**Exercise input:**
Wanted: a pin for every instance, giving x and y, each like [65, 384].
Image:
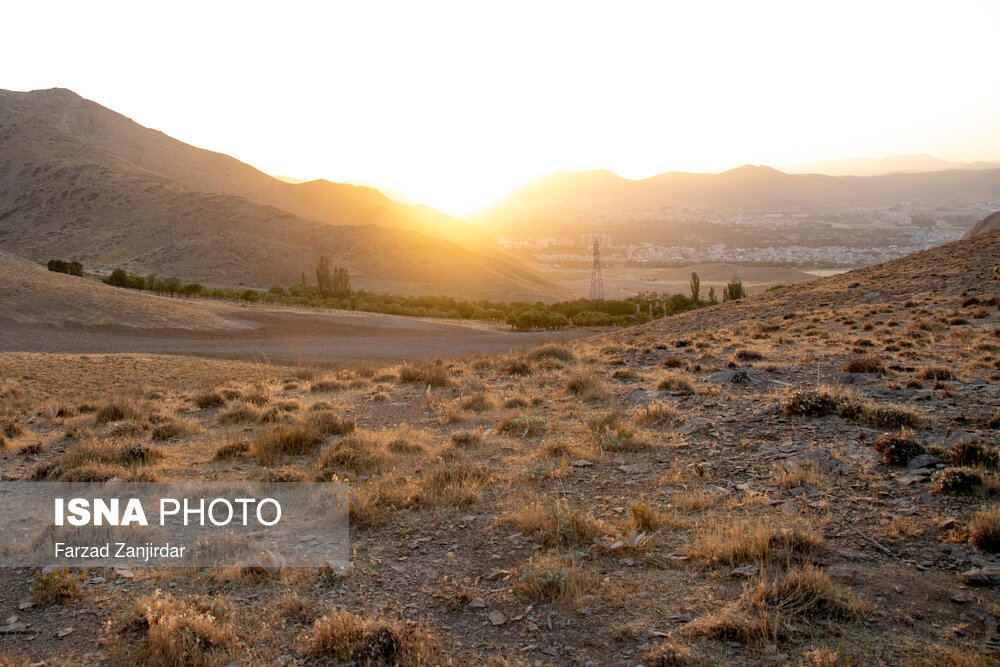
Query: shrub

...

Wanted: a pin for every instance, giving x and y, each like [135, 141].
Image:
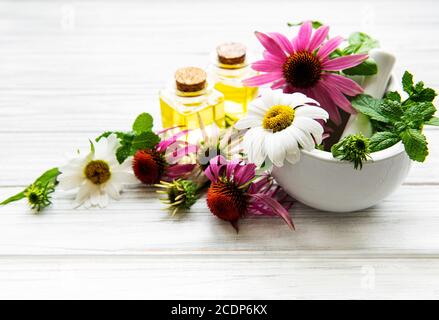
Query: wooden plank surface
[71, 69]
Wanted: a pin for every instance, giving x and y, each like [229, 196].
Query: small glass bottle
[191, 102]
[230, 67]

**What is being asked:** Copy back exactly the lines above from the one containing "like [65, 384]." through the one containing "Query: shrub", and leave every picture behind.

**Result of this exercise:**
Wanted: a pin for every instance, giving x and y, each like [65, 384].
Image:
Query: shrub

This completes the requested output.